• **Material supplied**
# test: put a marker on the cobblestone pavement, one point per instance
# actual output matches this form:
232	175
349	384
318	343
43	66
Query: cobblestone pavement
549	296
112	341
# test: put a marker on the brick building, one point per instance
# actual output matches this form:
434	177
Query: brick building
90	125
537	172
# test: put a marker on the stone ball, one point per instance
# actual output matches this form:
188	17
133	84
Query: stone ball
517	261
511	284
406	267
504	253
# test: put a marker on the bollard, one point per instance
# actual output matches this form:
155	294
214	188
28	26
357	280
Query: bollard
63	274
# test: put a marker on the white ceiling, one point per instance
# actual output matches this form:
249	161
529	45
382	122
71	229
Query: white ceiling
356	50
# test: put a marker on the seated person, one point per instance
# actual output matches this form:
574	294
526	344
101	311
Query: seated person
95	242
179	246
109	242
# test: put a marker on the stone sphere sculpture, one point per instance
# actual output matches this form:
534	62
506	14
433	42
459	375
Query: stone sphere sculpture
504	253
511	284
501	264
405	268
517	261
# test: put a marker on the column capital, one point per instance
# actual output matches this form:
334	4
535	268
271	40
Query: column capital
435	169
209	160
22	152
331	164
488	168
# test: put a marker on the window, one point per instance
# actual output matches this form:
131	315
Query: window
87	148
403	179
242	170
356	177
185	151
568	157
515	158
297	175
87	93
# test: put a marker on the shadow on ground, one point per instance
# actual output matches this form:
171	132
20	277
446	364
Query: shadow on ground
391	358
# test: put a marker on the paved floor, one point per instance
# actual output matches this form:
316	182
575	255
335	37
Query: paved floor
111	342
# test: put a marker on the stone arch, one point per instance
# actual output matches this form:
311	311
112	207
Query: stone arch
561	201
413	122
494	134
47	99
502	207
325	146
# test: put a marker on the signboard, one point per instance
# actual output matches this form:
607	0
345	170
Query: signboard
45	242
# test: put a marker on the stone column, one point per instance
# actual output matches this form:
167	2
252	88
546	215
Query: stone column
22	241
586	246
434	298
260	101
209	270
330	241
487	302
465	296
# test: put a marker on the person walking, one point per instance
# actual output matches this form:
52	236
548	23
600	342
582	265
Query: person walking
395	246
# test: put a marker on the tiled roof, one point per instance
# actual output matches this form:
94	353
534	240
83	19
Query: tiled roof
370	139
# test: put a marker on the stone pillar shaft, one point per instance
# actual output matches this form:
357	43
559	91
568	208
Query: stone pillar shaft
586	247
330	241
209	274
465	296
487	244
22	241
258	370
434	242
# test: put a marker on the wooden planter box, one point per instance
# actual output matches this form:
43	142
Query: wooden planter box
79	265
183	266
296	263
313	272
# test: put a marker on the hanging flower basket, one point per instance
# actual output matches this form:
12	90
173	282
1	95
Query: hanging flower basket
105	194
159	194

• **Exercise requirements**
Copy every line of the listing above without changing a character, keeping all numbers, spacing, and line breaks.

• **Task solution**
# test: put a marker on the cobblestone pavement, one point per instance
# actual output matches this form:
232	175
349	384
318	343
43	66
Query: cobblestone pavement
549	296
112	341
# test: put a marker on the brick building, one point per instance
# actual output matches this form:
434	177
Query: brick building
90	125
537	172
# test: put a marker on the stone ball, one point per instance
# actual output matches this form:
188	17
133	84
Query: stone ball
517	261
511	284
406	267
504	253
# test: put a marker on the bollard, one point per instance
# actual output matches this form:
155	294
214	188
28	26
357	280
Query: bollard
63	274
# test: put a marker on the white ceiling, one point per instance
# actual output matches this form:
249	161
529	45
382	122
71	229
Query: white ceiling
356	50
# test: put a marker on the seated person, one point per instance
# actual output matches this form:
574	294
526	344
101	311
Query: seated person
95	242
179	246
109	242
# test: put a marker on the stone sphere sculpture, one point per instance
# actual output matches this form:
534	62
506	14
433	42
459	375
Query: stone sphere sculpture
504	253
511	284
501	264
405	268
517	261
# test: put a marker on the column capital, one point per instance
# actual output matches this form:
334	4
535	268
271	40
Query: column capital
435	169
209	160
22	152
331	164
488	168
# test: put a marker on the window, one point per instance
# actual output matches this form:
131	315
Query: window
87	148
403	179
242	170
356	177
185	151
568	157
515	158
297	175
87	93
# test: put a marker on the shadow on ground, one point per instance
# actual output matches this form:
171	132
20	277
446	364
Query: shadow on ground
391	358
# test: put a marker on the paved floor, one point per instance
# actual output matches this form:
316	182
575	255
335	37
Query: paved floor
111	342
# test: put a marker on the stone arch, one point per instance
# actual output matches this form:
311	311
112	207
Query: stone arch
561	201
413	122
494	134
47	99
502	207
325	146
# test: put a marker on the signboard, one point per instance
# actual output matches this form:
607	0
345	170
Query: signboard
45	242
# test: put a marker on the stone column, one point per instance
# actual output matches this form:
167	2
252	88
546	215
Query: stone column
22	241
586	246
434	298
260	101
209	270
330	241
487	302
465	296
# test: put a marker on the person walking, one point per instance
# actual output matches this form:
52	236
548	23
600	342
582	265
Query: person walking
395	246
# test: put a marker on the tiled roof, one point per instance
# actual output matches this form:
94	353
534	240
83	19
Query: tiled roof
370	139
# test: put a marker on the stone pillar shaft, one point per instance
# actual output matches this form:
357	43
559	91
568	208
Query: stone pillar shaft
586	247
330	241
209	274
465	296
487	244
22	241
258	370
434	242
# test: put a marker on the wooden planter box, one point per instance
# actual output matches this form:
43	142
Query: wooden planter box
79	265
183	266
296	263
313	272
# test: put a marker on the hanging flower basket, one point per instance
# actual output matches this form:
12	90
173	282
1	95
Query: hanging flower basket
105	194
159	194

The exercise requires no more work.